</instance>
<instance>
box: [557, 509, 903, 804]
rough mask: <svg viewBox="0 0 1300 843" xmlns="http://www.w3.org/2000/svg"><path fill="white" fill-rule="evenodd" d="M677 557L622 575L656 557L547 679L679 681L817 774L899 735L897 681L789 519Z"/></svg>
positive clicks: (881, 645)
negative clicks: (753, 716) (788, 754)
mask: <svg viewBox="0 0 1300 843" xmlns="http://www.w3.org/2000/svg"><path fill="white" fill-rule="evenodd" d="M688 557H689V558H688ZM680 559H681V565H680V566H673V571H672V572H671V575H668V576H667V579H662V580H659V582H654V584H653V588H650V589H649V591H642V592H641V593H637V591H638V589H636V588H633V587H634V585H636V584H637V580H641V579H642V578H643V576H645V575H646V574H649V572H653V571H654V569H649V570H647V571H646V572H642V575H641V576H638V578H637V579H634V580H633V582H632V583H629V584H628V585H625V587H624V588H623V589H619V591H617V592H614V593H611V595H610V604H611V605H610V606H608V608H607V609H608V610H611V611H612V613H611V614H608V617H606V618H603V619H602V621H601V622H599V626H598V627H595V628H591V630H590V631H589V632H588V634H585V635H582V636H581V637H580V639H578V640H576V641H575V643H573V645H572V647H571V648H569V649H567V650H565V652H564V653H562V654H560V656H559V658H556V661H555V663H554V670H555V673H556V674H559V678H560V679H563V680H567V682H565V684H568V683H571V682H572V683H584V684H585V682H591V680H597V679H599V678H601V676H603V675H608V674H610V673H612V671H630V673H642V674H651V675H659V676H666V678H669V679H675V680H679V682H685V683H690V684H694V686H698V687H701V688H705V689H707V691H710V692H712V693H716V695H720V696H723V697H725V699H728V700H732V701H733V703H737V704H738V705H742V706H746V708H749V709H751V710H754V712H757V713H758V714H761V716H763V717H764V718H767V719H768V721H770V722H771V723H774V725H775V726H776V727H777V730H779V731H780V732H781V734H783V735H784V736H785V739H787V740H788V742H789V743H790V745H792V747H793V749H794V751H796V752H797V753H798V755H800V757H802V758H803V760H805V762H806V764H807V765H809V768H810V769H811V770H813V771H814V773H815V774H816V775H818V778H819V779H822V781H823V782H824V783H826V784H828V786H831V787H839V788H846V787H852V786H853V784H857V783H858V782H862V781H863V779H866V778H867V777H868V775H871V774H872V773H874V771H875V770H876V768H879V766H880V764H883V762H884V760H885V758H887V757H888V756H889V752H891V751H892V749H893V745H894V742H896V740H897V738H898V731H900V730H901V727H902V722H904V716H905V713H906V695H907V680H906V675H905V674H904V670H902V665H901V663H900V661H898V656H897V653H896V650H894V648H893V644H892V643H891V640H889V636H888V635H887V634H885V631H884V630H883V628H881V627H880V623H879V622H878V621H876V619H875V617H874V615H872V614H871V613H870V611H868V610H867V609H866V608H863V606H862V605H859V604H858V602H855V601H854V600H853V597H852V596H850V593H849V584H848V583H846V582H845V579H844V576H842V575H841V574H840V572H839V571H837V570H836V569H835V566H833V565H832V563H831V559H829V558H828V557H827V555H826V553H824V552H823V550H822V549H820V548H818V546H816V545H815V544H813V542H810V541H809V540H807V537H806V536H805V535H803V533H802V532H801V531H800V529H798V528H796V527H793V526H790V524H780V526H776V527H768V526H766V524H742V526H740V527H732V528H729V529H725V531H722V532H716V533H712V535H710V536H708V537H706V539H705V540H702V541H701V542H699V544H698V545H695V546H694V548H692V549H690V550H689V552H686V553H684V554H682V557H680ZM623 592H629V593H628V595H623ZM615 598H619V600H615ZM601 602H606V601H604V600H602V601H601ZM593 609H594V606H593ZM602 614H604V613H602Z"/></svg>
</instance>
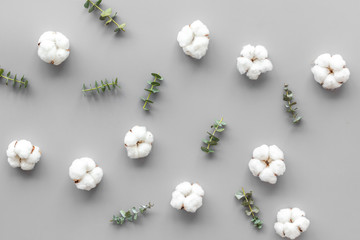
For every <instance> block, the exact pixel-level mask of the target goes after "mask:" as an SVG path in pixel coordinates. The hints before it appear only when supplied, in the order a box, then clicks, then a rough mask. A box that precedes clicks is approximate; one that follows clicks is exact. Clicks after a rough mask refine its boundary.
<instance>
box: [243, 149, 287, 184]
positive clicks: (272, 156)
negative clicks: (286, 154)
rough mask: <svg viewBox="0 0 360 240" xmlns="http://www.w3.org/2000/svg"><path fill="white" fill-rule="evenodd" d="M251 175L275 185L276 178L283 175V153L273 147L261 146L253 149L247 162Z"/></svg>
mask: <svg viewBox="0 0 360 240" xmlns="http://www.w3.org/2000/svg"><path fill="white" fill-rule="evenodd" d="M249 169H250V171H251V173H252V174H253V175H254V176H256V177H259V178H260V179H261V181H263V182H268V183H271V184H275V183H276V181H277V177H278V176H281V175H283V174H284V173H285V170H286V167H285V163H284V153H283V152H282V151H281V150H280V148H278V147H277V146H275V145H272V146H270V147H269V146H267V145H262V146H260V147H257V148H255V149H254V152H253V157H252V159H251V160H250V162H249Z"/></svg>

==========

● Problem requirements:
Your answer is to contain exactly the lines from the one holding "175L275 185L276 178L283" to the end of the entries, with no other line.

● Output of the task:
rough mask: <svg viewBox="0 0 360 240" xmlns="http://www.w3.org/2000/svg"><path fill="white" fill-rule="evenodd" d="M251 175L275 185L276 178L283 175V153L273 147L261 146L253 149L247 162Z"/></svg>
mask: <svg viewBox="0 0 360 240" xmlns="http://www.w3.org/2000/svg"><path fill="white" fill-rule="evenodd" d="M249 169H250V171H251V173H252V174H253V175H254V176H256V177H259V178H260V179H261V181H263V182H268V183H271V184H275V183H276V181H277V177H278V176H281V175H283V174H284V173H285V170H286V167H285V163H284V153H283V152H282V151H281V150H280V148H278V147H277V146H275V145H272V146H270V147H269V146H267V145H262V146H260V147H257V148H255V149H254V152H253V157H252V159H251V160H250V162H249Z"/></svg>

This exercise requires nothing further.